- **Prompt 1**
Echo the passage of the Sagittarius forum thread below, word for word, from "I do get your" to "are like that.".

- **Selection**
********************

# Why Would A Sagittarius Lie?



## Ewok City (Sep 21, 2020)

koolcat said:


> He's also a pisces moon, idk if that makes a difference


It does make a LOT of difference. That's why you would see people from certain zodiac types behaving in a way that is not stereotypical.

As with anything related to the human psyche, there is so so so many underlying factors to put into consideration, that it's just impossible to derive a conclusion that way. 

Reverse deduction might work better, but it is very dangerous to make deductions like "He's a Scorpio so he might cheat", "He's a Virgo he will never cheat". 

I do get your point of view. I know a lot of Sagittarius men who are really committed to their girlfriends. But it's not a good idea to assume that all Sagittarius are like that.


----------



## koolcat (Feb 28, 2021)

Penny said:


> also, maybe thats what he meant by "he's still trying to figure things out" that he hasnt truly broken up with her in all finality and is still indecisive. it sounds like you didnt show that much interest in him so he probably wouldnt be considering you that much in what he does. so i wouldnt like expect him to update you on his relationship but i think if you ask he would probably say something.


Okay, you make more valid points. I see what you are saying about my interest level. So initially I didn't show much interest bc of the age, kids, blah blah blah. But I told him that if the age gap wasnt so large, he is probably somebody that I could potentially date. Like I wanted him to know I had interest but also wanted him to know why I wanted to keep it casual. Like I said, I never mentioned the kids thing, but when it came up anyway, that's when I told him that was another big reason I wanted to keep it casual. After all of that is when he told me he liked me and felt something between us. That's also when he said he's trying to figure things out, again, now I know basically that meant his relationship. So he knew that I did see something in him bc I told him. 
You make great points, I appreciate that a lot!


----------



## koolcat (Feb 28, 2021)

Ewok City said:


> It does make a LOT of difference. That's why you would see people from certain zodiac types behaving in a way that is not stereotypical.
> 
> As with anything related to the human psyche, there is so so so many underlying factors to put into consideration, that it's just impossible to derive a conclusion that way.
> 
> ...


Agreed. I am not trying to generalize based off the sagittarius part even though it probably send that way. Like you said, many factors, I was just wondering what people's perspective was based off that element. I think there was a point that he was super committed. Obviously he isn't now and only he knows why. I think she really wants to get married and have kids, there may be pressure there that has made the relationship change for him. I mean when he said his last relationship ended bc she wanted to get married and have kids and he didn't, I can only assume he is talking about her. And he said it just wasn't the same anymore. All of that is fine, it happens. But like, figure it out THEN get on a dating site and date. I mean why would you come meet my friends and do the most for this time frame if you have all this other stuff to handle. Just seems selfish and strange to me. This all could have been kept very simple and casual. I never would have known, I would be gone in a month, and everybody's life would carry on.


----------

********************

- **Records for this task**

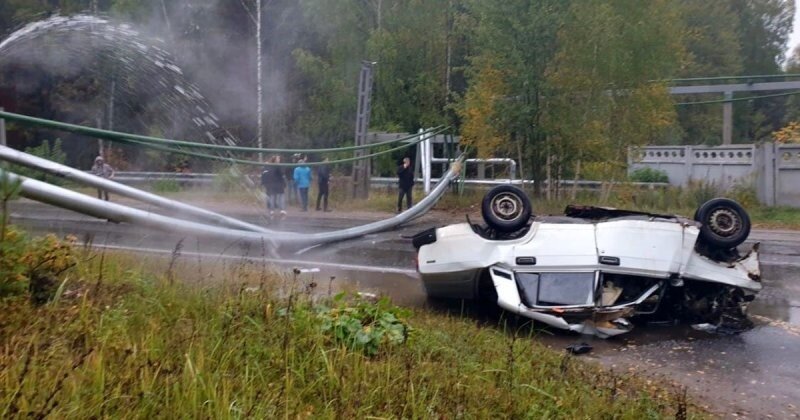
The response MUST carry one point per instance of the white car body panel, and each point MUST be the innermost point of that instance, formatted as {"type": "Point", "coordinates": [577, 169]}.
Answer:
{"type": "Point", "coordinates": [652, 248]}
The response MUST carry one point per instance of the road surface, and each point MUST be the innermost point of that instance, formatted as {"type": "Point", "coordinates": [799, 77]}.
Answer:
{"type": "Point", "coordinates": [755, 374]}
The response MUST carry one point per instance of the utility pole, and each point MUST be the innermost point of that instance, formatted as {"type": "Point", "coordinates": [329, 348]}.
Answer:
{"type": "Point", "coordinates": [260, 93]}
{"type": "Point", "coordinates": [361, 167]}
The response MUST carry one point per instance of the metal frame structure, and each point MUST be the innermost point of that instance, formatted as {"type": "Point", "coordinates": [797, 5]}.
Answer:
{"type": "Point", "coordinates": [727, 90]}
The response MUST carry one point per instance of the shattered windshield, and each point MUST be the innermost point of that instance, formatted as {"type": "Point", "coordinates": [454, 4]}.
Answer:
{"type": "Point", "coordinates": [557, 289]}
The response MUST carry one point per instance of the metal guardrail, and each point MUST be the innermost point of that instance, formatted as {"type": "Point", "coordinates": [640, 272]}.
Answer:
{"type": "Point", "coordinates": [563, 183]}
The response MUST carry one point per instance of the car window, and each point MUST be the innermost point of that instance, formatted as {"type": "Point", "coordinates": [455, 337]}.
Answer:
{"type": "Point", "coordinates": [556, 289]}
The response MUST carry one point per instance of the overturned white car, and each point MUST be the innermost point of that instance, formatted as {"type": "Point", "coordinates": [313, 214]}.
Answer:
{"type": "Point", "coordinates": [593, 268]}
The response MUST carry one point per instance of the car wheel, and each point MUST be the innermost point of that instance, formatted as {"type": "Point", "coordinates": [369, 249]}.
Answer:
{"type": "Point", "coordinates": [506, 208]}
{"type": "Point", "coordinates": [725, 223]}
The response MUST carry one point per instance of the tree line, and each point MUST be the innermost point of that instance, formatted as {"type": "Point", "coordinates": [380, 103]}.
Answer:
{"type": "Point", "coordinates": [565, 86]}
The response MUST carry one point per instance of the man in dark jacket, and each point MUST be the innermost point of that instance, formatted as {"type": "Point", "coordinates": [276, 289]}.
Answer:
{"type": "Point", "coordinates": [323, 178]}
{"type": "Point", "coordinates": [405, 180]}
{"type": "Point", "coordinates": [274, 183]}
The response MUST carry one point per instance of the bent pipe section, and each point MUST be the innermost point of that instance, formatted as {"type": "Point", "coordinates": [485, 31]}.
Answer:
{"type": "Point", "coordinates": [71, 200]}
{"type": "Point", "coordinates": [62, 171]}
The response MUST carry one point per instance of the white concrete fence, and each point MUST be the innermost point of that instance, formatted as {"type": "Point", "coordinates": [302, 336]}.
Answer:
{"type": "Point", "coordinates": [773, 170]}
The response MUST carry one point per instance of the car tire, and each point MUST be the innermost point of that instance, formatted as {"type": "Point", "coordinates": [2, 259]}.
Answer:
{"type": "Point", "coordinates": [725, 223]}
{"type": "Point", "coordinates": [506, 208]}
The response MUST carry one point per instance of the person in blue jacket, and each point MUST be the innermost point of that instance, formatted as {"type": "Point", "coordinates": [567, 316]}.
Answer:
{"type": "Point", "coordinates": [302, 180]}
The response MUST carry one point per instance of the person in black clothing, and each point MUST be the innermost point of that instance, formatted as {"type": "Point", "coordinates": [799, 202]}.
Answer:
{"type": "Point", "coordinates": [323, 178]}
{"type": "Point", "coordinates": [405, 180]}
{"type": "Point", "coordinates": [274, 183]}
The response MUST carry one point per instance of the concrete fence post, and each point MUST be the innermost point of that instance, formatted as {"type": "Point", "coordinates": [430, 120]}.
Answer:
{"type": "Point", "coordinates": [769, 169]}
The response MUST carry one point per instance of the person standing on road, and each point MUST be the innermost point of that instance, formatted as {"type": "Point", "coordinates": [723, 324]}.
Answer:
{"type": "Point", "coordinates": [405, 180]}
{"type": "Point", "coordinates": [274, 183]}
{"type": "Point", "coordinates": [302, 180]}
{"type": "Point", "coordinates": [293, 197]}
{"type": "Point", "coordinates": [323, 178]}
{"type": "Point", "coordinates": [103, 170]}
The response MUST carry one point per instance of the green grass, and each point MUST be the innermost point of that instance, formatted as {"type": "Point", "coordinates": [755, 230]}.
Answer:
{"type": "Point", "coordinates": [135, 339]}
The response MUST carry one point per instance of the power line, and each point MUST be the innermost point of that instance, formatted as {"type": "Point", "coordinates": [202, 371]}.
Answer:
{"type": "Point", "coordinates": [748, 98]}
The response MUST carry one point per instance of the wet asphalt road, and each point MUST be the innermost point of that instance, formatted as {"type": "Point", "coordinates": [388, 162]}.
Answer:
{"type": "Point", "coordinates": [755, 374]}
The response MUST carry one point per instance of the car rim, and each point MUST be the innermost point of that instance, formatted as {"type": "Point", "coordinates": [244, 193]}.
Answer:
{"type": "Point", "coordinates": [724, 222]}
{"type": "Point", "coordinates": [507, 206]}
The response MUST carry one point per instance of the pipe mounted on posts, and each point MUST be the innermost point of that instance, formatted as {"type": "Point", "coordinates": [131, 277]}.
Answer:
{"type": "Point", "coordinates": [123, 137]}
{"type": "Point", "coordinates": [64, 198]}
{"type": "Point", "coordinates": [8, 154]}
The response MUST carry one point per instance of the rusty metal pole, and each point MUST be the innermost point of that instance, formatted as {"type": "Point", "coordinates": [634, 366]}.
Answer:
{"type": "Point", "coordinates": [361, 167]}
{"type": "Point", "coordinates": [2, 130]}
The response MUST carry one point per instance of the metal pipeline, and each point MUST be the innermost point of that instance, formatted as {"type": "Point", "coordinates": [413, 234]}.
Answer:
{"type": "Point", "coordinates": [62, 171]}
{"type": "Point", "coordinates": [71, 200]}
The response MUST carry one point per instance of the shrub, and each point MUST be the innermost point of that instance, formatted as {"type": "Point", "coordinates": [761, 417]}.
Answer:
{"type": "Point", "coordinates": [36, 264]}
{"type": "Point", "coordinates": [647, 174]}
{"type": "Point", "coordinates": [364, 326]}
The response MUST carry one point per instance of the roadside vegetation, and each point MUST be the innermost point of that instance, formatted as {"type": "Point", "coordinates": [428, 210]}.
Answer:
{"type": "Point", "coordinates": [112, 335]}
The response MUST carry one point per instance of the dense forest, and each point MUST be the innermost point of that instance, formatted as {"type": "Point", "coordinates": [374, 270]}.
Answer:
{"type": "Point", "coordinates": [546, 80]}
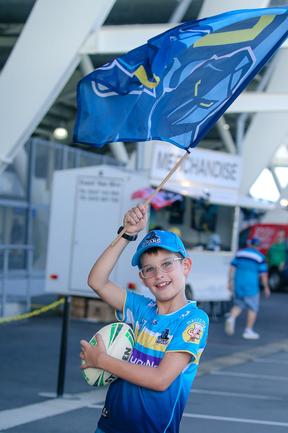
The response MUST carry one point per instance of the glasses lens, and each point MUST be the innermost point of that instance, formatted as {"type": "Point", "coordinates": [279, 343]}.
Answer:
{"type": "Point", "coordinates": [167, 266]}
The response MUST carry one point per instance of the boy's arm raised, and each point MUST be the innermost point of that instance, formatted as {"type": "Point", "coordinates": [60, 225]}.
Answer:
{"type": "Point", "coordinates": [134, 221]}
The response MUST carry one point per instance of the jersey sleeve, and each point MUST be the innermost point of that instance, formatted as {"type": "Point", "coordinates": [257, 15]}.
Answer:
{"type": "Point", "coordinates": [191, 335]}
{"type": "Point", "coordinates": [134, 307]}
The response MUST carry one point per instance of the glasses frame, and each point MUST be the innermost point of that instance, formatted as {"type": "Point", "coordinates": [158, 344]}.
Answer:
{"type": "Point", "coordinates": [174, 259]}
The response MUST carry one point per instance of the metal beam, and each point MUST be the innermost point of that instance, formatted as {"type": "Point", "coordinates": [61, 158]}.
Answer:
{"type": "Point", "coordinates": [212, 7]}
{"type": "Point", "coordinates": [255, 102]}
{"type": "Point", "coordinates": [29, 87]}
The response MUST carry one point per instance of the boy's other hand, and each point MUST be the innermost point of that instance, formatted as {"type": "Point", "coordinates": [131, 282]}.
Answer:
{"type": "Point", "coordinates": [91, 355]}
{"type": "Point", "coordinates": [135, 219]}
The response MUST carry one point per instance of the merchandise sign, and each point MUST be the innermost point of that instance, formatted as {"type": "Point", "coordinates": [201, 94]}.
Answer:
{"type": "Point", "coordinates": [205, 167]}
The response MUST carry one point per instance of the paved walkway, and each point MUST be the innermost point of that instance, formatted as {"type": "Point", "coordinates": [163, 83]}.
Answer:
{"type": "Point", "coordinates": [241, 386]}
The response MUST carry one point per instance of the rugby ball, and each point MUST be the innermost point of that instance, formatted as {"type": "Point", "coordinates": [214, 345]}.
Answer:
{"type": "Point", "coordinates": [119, 341]}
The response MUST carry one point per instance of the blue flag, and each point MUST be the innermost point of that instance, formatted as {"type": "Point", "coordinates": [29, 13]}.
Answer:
{"type": "Point", "coordinates": [176, 86]}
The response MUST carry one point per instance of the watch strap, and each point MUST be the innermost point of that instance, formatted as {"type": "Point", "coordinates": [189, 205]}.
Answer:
{"type": "Point", "coordinates": [126, 236]}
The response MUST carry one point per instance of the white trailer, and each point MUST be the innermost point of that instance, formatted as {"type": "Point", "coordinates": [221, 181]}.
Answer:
{"type": "Point", "coordinates": [87, 208]}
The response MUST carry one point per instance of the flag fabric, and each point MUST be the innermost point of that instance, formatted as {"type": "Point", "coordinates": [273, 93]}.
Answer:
{"type": "Point", "coordinates": [176, 86]}
{"type": "Point", "coordinates": [162, 198]}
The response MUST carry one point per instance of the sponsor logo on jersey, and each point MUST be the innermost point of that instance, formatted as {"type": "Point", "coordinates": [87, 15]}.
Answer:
{"type": "Point", "coordinates": [164, 337]}
{"type": "Point", "coordinates": [193, 333]}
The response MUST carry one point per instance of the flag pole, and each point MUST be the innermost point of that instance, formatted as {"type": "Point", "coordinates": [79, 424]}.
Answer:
{"type": "Point", "coordinates": [160, 186]}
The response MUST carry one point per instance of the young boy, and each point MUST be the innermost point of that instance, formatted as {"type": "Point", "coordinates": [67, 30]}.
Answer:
{"type": "Point", "coordinates": [151, 390]}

********************

- **Prompt 2**
Copy out every line of the records above that contains the string "blue", matching case exactly.

- **Correct answer 1**
I do get your point of view. I know a lot of Sagittarius men who are really committed to their girlfriends. But it's not a good idea to assume that all Sagittarius are like that.

- **Correct answer 2**
The response MUST carry one point per instance of the person in blue jacket, and each point MUST be the innermost point of that instance, formatted as {"type": "Point", "coordinates": [567, 316]}.
The response MUST carry one point per instance of the blue flag, and each point MUST be the innermost point of that instance, formatted as {"type": "Point", "coordinates": [29, 13]}.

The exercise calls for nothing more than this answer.